=== Section Start ===

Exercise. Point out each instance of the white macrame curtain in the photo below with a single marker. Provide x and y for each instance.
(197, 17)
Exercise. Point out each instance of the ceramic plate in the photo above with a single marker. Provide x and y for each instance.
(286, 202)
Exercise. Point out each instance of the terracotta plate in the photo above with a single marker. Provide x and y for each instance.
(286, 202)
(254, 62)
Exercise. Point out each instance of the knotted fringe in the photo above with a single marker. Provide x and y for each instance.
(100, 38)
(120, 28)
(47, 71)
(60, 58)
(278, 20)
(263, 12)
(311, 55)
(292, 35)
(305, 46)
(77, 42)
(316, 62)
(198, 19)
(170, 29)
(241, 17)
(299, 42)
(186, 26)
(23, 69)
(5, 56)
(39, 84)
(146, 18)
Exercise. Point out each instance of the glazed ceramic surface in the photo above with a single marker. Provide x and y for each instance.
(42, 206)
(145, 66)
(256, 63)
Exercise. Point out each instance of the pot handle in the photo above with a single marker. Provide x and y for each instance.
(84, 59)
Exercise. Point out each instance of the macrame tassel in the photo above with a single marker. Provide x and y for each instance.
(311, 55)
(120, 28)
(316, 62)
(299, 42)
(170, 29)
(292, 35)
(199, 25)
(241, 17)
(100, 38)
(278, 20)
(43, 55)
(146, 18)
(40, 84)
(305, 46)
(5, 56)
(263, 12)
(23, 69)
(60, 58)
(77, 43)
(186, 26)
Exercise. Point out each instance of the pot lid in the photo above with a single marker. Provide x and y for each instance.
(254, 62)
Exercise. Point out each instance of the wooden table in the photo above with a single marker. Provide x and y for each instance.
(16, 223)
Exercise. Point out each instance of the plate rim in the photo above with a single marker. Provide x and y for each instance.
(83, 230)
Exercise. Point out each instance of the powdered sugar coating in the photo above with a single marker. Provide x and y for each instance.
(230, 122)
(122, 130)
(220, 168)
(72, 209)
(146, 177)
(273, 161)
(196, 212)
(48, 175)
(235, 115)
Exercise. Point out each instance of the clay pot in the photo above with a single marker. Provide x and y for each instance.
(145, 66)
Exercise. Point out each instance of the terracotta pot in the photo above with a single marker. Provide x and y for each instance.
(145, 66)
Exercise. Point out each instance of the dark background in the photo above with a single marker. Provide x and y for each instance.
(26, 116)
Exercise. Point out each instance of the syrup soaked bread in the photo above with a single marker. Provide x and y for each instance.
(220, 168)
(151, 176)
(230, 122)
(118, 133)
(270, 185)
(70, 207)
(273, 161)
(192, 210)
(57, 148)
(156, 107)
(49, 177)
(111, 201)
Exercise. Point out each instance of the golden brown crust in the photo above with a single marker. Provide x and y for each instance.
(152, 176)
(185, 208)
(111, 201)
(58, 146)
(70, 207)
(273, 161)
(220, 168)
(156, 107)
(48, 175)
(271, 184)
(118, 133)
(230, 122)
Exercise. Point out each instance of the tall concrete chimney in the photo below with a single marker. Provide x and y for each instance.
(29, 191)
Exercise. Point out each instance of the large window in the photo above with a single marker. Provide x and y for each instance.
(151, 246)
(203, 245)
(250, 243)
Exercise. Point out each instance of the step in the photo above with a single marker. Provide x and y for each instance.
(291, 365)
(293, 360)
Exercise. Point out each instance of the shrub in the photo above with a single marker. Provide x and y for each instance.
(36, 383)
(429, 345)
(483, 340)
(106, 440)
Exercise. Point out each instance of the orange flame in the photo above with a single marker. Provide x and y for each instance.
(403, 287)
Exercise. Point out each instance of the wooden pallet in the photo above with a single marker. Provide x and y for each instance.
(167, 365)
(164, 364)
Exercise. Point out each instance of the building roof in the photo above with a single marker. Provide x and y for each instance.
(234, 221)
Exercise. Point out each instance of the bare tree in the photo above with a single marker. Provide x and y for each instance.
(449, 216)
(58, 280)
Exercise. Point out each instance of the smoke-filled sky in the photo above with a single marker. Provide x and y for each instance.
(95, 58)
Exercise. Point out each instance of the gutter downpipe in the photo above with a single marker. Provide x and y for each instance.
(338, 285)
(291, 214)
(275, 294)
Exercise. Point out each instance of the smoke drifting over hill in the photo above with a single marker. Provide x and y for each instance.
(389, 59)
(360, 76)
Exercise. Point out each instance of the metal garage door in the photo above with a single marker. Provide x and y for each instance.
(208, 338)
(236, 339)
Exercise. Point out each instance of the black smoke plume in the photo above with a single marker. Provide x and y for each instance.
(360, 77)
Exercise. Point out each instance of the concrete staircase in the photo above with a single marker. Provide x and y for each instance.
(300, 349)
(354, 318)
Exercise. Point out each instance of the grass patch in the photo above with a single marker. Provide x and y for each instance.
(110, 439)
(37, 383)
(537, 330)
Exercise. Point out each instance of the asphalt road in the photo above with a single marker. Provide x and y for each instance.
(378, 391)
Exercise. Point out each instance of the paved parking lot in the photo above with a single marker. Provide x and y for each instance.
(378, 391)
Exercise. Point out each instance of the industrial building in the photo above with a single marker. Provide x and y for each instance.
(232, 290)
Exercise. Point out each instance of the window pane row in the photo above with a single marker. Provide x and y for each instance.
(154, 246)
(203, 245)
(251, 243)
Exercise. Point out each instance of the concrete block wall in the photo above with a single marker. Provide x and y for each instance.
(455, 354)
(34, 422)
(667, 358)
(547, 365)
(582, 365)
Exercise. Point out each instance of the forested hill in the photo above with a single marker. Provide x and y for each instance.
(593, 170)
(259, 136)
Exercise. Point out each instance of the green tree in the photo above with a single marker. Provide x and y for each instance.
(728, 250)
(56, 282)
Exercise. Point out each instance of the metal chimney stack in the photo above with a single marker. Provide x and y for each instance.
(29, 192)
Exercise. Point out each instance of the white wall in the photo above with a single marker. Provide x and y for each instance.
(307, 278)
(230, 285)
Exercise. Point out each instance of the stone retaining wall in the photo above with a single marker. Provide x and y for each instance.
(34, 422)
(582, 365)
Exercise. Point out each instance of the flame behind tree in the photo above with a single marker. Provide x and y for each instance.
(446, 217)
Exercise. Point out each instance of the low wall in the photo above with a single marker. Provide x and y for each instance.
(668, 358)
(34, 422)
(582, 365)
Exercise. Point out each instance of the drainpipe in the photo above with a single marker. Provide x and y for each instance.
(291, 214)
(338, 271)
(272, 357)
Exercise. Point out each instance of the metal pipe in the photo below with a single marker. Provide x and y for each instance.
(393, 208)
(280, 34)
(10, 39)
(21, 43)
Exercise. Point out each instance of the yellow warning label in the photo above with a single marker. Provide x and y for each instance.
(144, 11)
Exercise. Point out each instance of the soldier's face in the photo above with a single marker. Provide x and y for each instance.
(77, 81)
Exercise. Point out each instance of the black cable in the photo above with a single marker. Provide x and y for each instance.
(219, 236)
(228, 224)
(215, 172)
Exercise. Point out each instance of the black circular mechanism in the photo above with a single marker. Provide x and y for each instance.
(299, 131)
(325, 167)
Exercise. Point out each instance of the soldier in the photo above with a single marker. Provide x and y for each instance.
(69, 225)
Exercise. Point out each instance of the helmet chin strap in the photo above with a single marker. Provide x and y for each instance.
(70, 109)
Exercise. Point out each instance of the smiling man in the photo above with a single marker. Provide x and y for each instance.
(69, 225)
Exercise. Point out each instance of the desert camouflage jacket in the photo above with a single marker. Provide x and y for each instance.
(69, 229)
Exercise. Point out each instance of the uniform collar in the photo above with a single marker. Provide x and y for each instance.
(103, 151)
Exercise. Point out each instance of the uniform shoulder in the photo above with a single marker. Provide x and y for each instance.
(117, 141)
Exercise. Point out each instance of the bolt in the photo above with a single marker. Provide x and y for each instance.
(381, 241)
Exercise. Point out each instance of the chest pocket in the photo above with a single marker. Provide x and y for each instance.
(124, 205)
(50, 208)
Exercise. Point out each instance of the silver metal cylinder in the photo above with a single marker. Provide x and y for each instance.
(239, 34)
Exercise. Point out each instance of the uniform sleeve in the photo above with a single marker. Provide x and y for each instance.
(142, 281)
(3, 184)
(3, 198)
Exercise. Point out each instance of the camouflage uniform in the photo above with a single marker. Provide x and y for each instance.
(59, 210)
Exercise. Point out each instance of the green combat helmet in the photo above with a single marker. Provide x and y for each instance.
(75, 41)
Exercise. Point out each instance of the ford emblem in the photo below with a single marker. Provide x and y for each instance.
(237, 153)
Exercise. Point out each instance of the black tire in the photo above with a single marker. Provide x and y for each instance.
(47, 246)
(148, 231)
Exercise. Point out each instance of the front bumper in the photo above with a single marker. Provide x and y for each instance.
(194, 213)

=== Section End ===

**What is expected**
Exactly the lines from the one holding "Exercise. Point out each instance of the ford" through the end of the data are to be repeated, with both ends included.

**Solution for this problem**
Exercise. Point out each instance of the ford emblem in the photo below with a single marker. Provide x and y for each instance.
(237, 153)
Exercise. Point out each instance of the black tire in the photo above with a single marker. Provide x and y for each instance.
(47, 246)
(148, 231)
Exercise. Point out each instance of the front bumper in the photo above with a single marker. Provide x and y for each instance.
(194, 213)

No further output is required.